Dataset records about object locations
=-=-=-=-=

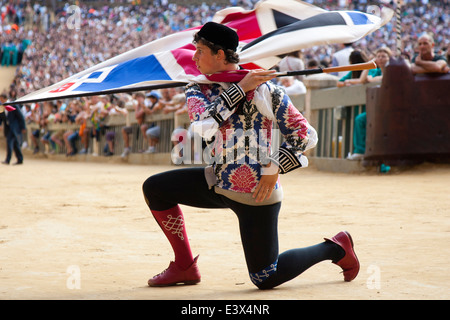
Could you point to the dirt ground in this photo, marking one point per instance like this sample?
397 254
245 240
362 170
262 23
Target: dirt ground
75 230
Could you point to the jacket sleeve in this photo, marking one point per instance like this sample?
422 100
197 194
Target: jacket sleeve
298 134
220 109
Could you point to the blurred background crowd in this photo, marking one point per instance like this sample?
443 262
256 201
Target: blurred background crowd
35 38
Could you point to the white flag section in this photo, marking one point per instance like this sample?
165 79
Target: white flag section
272 28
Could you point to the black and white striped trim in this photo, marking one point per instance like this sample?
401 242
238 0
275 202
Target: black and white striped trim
218 118
285 160
232 96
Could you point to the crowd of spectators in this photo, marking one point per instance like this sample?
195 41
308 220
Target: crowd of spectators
46 50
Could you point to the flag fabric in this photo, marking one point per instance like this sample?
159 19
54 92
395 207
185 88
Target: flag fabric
272 28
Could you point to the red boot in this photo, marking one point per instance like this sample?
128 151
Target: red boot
174 275
349 263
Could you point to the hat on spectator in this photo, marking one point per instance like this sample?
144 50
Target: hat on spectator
220 35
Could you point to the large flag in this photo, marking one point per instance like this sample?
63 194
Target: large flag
272 28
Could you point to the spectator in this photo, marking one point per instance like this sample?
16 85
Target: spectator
341 58
14 126
292 86
382 57
152 130
138 105
352 77
426 60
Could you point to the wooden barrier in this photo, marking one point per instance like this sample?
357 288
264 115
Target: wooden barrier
408 118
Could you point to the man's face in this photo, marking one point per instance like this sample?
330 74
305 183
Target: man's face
425 46
205 60
381 59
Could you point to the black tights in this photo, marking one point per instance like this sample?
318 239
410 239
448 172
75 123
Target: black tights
258 224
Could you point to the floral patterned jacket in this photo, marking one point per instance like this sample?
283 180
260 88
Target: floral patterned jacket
242 146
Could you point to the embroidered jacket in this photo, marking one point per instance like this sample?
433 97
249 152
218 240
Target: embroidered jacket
242 144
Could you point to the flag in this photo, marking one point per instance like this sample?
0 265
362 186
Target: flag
272 28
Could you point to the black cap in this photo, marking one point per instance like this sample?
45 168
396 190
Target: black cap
220 35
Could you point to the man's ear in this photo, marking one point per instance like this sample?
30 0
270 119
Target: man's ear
220 55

=-=-=-=-=

**Goal of the exercise**: Starting at the line that has "Could you point to the man's face" and going through the end of the material, write those lines out again with the requests included, and shift each answer coordinate up by 8 while leaving the sample points as they are.

**Reply**:
Could you point to the man's face in this photo, marking one point per instance like this sample?
330 74
305 183
Target: man's face
433 54
213 68
389 67
Could you point to the black tights in this photo, marking one point per instance like this sample?
318 239
410 239
448 172
75 123
Target: black tights
266 232
Could you point to the floral patterned jacket in this photo, marking one point per instance like this sample?
283 180
260 88
Target: floral patterned jacket
250 154
Could you point to the embroidered jacket in this photo, marking one point per instance like this sample?
433 97
249 152
218 240
Target: embroidered jacket
250 152
Could you point to the flag in this photo, marking one point per instance like this sample?
0 265
362 186
Target: flag
280 36
Could you point to the black cap in this photo, marking one point per instance like this sample?
45 168
396 190
Target: black cap
228 43
Could you point to the man's ear in this photo, marking one point per instance like this sample?
30 0
270 119
Target: man's ear
228 63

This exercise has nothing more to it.